SHORT PROBLEM
Please copy exactly the lines that begin with the one containing "Mark the wooden stool" and end with the last line of the entries.

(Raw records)
begin

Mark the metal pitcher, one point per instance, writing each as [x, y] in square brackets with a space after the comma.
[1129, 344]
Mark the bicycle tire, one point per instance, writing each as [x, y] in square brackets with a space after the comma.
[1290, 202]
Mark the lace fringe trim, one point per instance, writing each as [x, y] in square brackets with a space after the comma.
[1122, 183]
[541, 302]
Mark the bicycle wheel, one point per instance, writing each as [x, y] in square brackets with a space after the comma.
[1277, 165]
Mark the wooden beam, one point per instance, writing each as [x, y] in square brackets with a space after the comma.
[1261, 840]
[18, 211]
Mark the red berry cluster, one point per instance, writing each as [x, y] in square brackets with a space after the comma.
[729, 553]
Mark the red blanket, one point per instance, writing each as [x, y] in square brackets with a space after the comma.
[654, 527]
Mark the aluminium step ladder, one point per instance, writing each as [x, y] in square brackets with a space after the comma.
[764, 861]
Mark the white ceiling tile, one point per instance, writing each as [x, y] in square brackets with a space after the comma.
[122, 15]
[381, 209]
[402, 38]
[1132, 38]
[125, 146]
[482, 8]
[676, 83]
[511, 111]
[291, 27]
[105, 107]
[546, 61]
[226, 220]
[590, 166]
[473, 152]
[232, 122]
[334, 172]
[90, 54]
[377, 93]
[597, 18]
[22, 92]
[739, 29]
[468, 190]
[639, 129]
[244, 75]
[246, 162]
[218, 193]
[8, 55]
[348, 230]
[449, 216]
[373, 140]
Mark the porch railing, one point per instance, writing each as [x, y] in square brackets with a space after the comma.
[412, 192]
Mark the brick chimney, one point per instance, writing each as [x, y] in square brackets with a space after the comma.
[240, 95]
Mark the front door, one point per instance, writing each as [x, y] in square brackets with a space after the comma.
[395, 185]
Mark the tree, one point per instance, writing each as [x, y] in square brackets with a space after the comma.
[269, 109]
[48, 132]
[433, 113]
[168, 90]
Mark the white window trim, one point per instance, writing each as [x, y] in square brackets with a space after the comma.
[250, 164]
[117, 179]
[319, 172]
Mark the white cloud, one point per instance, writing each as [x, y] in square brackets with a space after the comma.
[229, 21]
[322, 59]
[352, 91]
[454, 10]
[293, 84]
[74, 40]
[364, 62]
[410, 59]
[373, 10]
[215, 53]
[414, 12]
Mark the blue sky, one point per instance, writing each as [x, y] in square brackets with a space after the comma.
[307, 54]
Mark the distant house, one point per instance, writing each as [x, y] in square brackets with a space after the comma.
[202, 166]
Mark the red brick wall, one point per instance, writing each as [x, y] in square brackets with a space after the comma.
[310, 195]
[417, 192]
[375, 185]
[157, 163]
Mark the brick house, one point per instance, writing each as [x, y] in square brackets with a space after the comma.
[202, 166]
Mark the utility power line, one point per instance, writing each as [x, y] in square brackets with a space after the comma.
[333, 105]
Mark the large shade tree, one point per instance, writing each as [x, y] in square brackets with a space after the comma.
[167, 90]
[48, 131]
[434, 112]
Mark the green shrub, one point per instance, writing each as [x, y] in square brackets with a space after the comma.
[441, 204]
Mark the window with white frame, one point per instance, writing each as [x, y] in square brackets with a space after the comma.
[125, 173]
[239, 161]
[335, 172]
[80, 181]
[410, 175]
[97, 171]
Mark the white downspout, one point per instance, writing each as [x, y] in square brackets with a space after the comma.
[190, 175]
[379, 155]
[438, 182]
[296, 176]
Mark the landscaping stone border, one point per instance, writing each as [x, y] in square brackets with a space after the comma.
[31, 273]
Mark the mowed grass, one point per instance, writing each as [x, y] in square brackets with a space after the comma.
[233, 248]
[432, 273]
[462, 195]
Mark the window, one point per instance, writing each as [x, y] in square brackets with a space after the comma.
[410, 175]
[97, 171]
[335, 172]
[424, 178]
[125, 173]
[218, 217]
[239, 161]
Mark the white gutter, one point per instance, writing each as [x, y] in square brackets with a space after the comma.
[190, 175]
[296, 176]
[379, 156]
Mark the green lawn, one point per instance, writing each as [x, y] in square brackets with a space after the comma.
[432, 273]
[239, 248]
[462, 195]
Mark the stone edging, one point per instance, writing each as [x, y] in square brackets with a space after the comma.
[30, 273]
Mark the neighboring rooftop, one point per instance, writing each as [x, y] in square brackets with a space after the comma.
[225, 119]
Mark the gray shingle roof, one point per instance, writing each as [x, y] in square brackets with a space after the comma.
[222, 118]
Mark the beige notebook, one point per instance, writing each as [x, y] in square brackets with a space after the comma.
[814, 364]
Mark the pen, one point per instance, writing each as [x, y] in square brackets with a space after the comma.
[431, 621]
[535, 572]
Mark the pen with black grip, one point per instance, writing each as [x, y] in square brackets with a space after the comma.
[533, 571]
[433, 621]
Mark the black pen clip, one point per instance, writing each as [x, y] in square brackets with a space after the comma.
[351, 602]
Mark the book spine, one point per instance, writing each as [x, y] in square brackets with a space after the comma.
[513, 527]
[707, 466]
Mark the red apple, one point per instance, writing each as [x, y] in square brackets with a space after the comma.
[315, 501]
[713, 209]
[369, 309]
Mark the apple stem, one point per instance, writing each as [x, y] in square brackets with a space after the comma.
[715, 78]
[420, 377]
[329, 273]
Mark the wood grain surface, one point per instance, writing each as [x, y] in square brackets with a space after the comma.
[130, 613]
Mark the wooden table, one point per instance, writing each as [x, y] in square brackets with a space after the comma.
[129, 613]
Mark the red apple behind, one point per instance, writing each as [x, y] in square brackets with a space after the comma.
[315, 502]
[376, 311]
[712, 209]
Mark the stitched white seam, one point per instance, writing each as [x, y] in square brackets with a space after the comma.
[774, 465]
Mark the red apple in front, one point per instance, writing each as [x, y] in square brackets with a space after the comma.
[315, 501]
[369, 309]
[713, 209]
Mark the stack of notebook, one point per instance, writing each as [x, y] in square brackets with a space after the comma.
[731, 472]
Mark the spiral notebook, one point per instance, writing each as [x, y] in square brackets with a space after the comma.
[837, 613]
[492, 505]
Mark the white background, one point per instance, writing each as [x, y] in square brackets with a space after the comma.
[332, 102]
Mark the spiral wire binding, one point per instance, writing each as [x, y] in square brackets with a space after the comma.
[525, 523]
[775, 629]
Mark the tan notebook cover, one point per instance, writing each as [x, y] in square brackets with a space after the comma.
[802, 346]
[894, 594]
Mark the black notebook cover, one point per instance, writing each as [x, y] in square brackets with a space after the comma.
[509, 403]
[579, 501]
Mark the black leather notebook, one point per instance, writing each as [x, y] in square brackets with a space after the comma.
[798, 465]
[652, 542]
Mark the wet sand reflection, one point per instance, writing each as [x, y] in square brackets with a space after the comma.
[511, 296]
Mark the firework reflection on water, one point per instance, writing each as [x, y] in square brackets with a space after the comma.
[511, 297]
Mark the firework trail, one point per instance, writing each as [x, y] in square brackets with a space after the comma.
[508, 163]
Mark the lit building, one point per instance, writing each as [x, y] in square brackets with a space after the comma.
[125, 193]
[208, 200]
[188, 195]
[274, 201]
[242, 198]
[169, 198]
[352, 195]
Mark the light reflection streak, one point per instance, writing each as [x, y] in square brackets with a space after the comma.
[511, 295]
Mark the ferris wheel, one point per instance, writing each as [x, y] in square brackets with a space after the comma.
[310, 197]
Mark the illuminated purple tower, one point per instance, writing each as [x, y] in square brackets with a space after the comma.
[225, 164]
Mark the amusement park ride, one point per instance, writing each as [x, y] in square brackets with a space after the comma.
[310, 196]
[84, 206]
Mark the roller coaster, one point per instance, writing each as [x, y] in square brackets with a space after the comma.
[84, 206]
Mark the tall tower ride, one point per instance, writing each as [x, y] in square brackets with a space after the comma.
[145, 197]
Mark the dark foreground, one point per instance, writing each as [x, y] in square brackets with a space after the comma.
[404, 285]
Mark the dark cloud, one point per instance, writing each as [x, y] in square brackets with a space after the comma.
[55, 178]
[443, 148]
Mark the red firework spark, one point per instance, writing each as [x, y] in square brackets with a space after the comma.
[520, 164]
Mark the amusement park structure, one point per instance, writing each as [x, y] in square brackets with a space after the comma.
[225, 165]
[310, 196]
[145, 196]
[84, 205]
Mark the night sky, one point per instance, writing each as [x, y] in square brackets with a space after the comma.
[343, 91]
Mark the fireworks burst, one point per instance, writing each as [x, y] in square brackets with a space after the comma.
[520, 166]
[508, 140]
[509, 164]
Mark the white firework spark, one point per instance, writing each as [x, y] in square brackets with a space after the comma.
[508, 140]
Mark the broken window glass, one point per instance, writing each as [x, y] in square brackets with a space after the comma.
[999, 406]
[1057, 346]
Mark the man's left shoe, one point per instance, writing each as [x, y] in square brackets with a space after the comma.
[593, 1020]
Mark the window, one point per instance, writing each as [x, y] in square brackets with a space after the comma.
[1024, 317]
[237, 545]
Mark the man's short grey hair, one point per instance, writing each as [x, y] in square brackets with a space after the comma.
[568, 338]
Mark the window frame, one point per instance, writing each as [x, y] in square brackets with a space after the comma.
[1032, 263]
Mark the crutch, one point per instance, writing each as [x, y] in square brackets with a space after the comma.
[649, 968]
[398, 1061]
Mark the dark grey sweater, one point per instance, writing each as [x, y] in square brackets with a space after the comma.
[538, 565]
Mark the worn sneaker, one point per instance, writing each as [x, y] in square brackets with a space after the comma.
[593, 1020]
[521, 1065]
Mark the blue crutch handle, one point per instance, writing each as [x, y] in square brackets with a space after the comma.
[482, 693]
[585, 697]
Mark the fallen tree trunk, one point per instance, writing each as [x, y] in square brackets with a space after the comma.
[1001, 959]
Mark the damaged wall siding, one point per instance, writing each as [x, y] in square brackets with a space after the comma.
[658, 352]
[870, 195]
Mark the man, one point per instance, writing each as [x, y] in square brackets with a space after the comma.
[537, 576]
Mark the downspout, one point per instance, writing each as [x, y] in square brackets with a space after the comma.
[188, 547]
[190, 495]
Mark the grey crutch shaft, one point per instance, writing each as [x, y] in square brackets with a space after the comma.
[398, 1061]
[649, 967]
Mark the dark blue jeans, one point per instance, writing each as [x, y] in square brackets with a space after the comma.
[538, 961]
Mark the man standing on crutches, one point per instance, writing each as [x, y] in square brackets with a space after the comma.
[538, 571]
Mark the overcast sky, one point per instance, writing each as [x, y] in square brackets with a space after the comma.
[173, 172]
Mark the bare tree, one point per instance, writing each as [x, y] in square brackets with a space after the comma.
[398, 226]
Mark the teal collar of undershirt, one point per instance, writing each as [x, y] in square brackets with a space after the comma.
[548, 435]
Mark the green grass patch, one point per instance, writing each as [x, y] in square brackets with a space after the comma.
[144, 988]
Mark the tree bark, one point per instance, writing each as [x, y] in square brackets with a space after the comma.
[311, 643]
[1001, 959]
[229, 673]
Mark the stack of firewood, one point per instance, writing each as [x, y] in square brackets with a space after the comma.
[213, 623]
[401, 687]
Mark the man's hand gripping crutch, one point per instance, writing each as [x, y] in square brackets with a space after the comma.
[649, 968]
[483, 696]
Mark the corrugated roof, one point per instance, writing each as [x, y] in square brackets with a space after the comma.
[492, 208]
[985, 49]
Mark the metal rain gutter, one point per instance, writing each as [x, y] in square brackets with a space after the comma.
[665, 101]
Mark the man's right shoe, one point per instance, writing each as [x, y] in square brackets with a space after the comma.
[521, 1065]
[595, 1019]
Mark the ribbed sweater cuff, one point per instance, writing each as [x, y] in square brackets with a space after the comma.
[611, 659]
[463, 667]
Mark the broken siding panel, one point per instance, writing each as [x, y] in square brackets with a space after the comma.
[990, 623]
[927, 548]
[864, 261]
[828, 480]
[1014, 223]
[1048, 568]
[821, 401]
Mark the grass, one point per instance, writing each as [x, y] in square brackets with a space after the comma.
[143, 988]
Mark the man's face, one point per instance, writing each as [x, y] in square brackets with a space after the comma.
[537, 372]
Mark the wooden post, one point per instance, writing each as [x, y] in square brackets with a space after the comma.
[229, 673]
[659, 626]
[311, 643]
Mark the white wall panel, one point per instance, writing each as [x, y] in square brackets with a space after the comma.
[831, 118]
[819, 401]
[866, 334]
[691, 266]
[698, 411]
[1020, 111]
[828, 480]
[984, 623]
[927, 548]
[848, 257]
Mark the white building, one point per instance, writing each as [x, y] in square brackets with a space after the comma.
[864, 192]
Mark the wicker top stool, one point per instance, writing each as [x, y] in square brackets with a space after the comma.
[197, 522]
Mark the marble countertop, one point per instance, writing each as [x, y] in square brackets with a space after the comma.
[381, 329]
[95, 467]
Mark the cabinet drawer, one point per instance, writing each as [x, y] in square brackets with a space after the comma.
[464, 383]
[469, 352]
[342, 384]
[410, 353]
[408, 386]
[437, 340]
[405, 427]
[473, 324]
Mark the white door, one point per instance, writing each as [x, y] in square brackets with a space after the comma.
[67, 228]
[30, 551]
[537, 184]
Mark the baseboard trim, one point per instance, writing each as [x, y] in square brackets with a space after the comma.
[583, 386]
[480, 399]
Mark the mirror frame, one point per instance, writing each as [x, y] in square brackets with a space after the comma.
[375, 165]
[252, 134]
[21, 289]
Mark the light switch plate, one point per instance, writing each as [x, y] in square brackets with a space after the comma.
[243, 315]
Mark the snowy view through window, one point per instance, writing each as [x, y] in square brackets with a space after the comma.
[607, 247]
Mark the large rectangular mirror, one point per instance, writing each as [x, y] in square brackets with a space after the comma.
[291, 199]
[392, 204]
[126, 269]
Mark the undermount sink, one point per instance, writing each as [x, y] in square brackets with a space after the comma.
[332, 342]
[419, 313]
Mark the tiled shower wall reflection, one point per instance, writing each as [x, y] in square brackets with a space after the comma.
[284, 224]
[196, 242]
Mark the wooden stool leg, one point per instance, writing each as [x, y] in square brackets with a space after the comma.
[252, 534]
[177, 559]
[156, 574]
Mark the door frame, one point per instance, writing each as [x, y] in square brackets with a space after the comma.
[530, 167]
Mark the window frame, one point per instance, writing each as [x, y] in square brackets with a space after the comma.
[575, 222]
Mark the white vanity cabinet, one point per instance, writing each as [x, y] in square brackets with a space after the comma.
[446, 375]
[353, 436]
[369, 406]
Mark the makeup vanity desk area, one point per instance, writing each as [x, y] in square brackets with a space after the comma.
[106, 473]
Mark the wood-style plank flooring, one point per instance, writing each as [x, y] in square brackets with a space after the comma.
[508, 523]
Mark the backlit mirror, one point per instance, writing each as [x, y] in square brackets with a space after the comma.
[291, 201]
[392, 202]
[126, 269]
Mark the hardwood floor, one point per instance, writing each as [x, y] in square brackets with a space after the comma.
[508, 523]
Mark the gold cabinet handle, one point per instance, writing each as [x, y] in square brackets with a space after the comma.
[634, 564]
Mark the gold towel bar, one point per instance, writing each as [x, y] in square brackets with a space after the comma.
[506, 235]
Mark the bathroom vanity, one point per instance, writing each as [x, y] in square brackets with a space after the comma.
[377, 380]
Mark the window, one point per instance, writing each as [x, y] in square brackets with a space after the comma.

end

TASK OUTPUT
Mark the wooden stool leg, one point per instance, writing each as [x, y] in square brackets with a space after the comma.
[252, 534]
[177, 559]
[156, 574]
Mark the door frame, one point per instance, writing each as [x, y] in square brackets with a space after the comma.
[530, 167]
Mark the window frame, one point per instance, writing each as [x, y] in square brackets with a space after the comma.
[575, 222]
Mark the white vanity cabinet, one point per instance, writing each as [x, y] in square brackets with a space after the comma.
[446, 375]
[353, 436]
[369, 406]
Mark the makeup vanity desk area, one point per instance, writing each as [x, y] in square brackets with a space after the comma.
[106, 473]
Mark the wood-style plank flooring, one point per instance, writing each as [x, y] in square brackets with a space after the comma.
[508, 523]
Mark the backlit mirror, one point per instance, writing each as [x, y] in square brackets with a space after the comma.
[291, 201]
[392, 202]
[126, 269]
Mark the hardwood floor, one point per instance, writing each as [x, y] in square brackets with a space after the comma.
[508, 523]
Mark the gold cabinet handle, one point per instance, writing each as [x, y] in square brackets with a space after the comma.
[634, 564]
Mark the gold towel bar, one point per instance, writing each as [x, y] in square brackets with a space after the comma.
[506, 235]
Mark the bathroom vanity, one point per instance, writing each as [x, y] in square brackets with a space after the comma.
[377, 380]
Mark the window, one point per instance, writing each as [x, y] in square brackets with a space after the comma.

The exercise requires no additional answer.